[TASK INPUTS Boundary: Start]

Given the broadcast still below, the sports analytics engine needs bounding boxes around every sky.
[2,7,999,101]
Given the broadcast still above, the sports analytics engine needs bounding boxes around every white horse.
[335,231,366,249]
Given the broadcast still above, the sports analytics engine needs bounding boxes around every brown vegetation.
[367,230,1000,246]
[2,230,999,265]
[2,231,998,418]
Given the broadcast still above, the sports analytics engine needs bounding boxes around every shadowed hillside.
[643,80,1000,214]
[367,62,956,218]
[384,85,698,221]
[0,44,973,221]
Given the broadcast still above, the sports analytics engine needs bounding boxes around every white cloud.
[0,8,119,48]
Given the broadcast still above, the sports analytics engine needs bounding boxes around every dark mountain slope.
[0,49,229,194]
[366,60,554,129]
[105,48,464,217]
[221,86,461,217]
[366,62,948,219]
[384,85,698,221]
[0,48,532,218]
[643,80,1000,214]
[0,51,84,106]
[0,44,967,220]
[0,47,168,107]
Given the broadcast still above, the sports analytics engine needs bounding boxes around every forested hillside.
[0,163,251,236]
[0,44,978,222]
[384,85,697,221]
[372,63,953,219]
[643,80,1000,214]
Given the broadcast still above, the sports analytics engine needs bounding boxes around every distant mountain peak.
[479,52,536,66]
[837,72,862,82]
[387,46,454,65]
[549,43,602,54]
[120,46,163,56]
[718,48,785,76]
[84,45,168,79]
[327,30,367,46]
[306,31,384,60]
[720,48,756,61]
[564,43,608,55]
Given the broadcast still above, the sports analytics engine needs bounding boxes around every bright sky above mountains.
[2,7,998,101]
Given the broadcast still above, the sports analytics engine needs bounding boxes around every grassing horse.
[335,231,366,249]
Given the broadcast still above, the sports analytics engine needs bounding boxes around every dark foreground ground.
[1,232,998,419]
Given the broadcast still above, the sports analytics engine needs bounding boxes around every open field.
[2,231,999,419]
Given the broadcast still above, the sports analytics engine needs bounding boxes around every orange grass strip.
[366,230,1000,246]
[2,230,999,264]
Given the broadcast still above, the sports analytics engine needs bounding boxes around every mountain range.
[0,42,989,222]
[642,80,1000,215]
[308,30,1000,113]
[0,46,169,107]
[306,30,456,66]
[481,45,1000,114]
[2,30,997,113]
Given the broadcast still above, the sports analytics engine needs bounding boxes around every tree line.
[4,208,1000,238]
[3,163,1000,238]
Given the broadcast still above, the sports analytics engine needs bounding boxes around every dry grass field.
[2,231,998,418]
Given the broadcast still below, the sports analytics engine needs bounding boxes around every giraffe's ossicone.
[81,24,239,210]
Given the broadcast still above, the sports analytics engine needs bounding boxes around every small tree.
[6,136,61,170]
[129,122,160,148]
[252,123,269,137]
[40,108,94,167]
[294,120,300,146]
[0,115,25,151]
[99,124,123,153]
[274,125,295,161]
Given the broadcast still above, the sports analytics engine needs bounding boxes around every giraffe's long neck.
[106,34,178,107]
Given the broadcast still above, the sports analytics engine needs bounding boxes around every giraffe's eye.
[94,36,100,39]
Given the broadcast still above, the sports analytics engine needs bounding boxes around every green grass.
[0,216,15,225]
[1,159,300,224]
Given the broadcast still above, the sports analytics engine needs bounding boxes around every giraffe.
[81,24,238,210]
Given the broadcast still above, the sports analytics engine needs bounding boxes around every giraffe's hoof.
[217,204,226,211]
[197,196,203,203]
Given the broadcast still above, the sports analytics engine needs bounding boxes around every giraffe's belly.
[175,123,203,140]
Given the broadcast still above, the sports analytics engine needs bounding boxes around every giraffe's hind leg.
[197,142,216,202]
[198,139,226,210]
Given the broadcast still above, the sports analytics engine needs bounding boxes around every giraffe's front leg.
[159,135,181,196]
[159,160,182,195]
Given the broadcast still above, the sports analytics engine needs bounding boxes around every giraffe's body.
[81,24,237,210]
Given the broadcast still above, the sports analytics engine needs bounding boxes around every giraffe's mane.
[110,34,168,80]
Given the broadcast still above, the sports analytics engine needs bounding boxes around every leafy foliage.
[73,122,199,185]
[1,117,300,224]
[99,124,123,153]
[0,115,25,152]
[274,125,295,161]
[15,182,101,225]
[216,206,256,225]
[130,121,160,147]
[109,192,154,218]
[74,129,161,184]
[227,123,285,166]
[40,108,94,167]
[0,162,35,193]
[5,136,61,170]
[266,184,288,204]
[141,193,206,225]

[TASK INPUTS Boundary: End]

== WORK INSTRUCTIONS ==
Could every record be printed again exactly as it reads?

== ANSWER FOR THE TASK ==
Given the broadcast still below, the sports analytics engine needs bounding boxes around every sky.
[2,7,999,101]
Given the broadcast still above, the sports analytics engine needs bounding boxes around every white horse.
[335,231,366,249]
Given the broadcast still above, the sports analytics engine needs bounding boxes around every brown vegetation.
[367,230,1000,246]
[2,230,999,265]
[2,231,998,418]
Given the broadcast still above, the sports analytics engine needs bounding boxes around every shadowed hillside.
[643,80,1000,214]
[367,62,956,218]
[384,85,698,221]
[0,44,973,221]
Given the broadcast still above, the sports analytics engine needs bounding boxes around every white cloud.
[0,8,119,48]
Given the broadcast still above, the sports analytics engine needs bounding boxes around every dark mountain slope.
[0,49,229,194]
[366,60,554,129]
[105,48,464,217]
[221,86,461,217]
[366,62,948,219]
[384,85,698,221]
[0,48,532,218]
[643,80,1000,214]
[0,51,84,106]
[0,44,967,220]
[0,47,168,107]
Given the broadcast still above, the sports analytics engine needs bounding boxes around every forested hillside.
[0,163,251,236]
[0,44,978,222]
[384,85,697,221]
[372,63,953,219]
[643,80,1000,214]
Given the broadcast still above, the sports analytics engine needs bounding boxes around every distant mountain peak.
[479,52,536,66]
[837,72,862,82]
[387,46,454,65]
[549,43,602,54]
[120,46,163,56]
[718,48,785,76]
[84,45,168,79]
[327,30,367,46]
[306,31,384,60]
[720,48,756,61]
[564,43,608,55]
Given the broadcast still above, the sports analytics engine needs bounding boxes around every bright sky above mountains.
[2,7,998,101]
Given the broadcast still above, the sports analytics engine needs bounding boxes around every grassing horse.
[335,231,366,249]
Given the broadcast still above, the sports analytics engine needs bounding boxes around every dark foreground ground.
[1,232,998,419]
Given the broadcast still above, the sports analytics engine needs bounding boxes around every open field.
[2,231,999,419]
Given the broadcast still above, the sports analytics engine needs bounding boxes around every orange grass strip.
[366,230,1000,246]
[2,230,999,264]
Given the broadcast still above, the sports analytics engine needs bounding boxes around every mountain range.
[0,42,989,222]
[642,80,1000,215]
[308,30,1000,113]
[0,46,169,107]
[306,30,456,66]
[481,45,1000,114]
[2,30,997,113]
Given the broadcast still above, the sports analytics engine needs bounding boxes around every tree line.
[4,208,1000,238]
[3,163,1000,238]
Given the broadcast still above, the sports analytics engine needs bounding boxes around every dry grass field.
[2,231,998,418]
Given the broadcast still below, the sports analytics engine needs bounding boxes around every giraffe's ossicone.
[81,24,239,210]
Given the broadcast still above, the sports analytics engine needs bounding boxes around every small tree.
[6,136,61,170]
[129,122,160,148]
[252,123,269,137]
[40,108,94,167]
[294,120,300,146]
[0,115,25,151]
[99,124,123,153]
[274,125,295,161]
Given the broadcast still above, the sports analytics engine needs bounding boxes around every giraffe's long neck.
[106,34,178,107]
Given the broadcast still above, the sports analytics engine needs bounding boxes around every giraffe's eye.
[94,36,100,39]
Given the broadcast still above, the sports analytics engine needs bounding boxes around every green grass.
[0,216,15,225]
[1,159,300,224]
Given the broadcast still above, the sports analytics engine needs bounding boxes around every giraffe.
[81,24,238,210]
Given the broadcast still above, the sports analytics engine needs bounding boxes around every giraffe's hoof.
[217,204,226,211]
[197,196,203,203]
Given the broadcast still above, the sports analytics engine needs bounding boxes around every giraffe's belly.
[175,123,203,140]
Given the broadcast still above, the sports analytics engine needs bounding boxes around every giraffe's hind leg.
[197,142,216,202]
[198,139,226,210]
Given the broadcast still above, the sports analytics engine needs bounding boxes around every giraffe's front leg.
[159,135,181,196]
[159,160,182,195]
Given the broadcast still above, the sports analytics engine needs bounding boxes around every giraffe's body.
[81,24,237,210]
Given the broadcast still above, the sports analytics engine needs bounding boxes around every giraffe's mane.
[110,34,168,80]
Given the broadcast still above, the sports analytics engine needs bounding boxes around every leafy foliage.
[73,122,199,185]
[1,117,300,224]
[99,124,123,153]
[0,115,25,152]
[274,125,295,161]
[15,182,101,225]
[216,206,256,225]
[130,121,160,147]
[109,192,154,218]
[74,129,161,184]
[227,123,285,166]
[40,108,94,167]
[0,162,35,193]
[5,136,61,170]
[266,184,288,204]
[141,193,206,225]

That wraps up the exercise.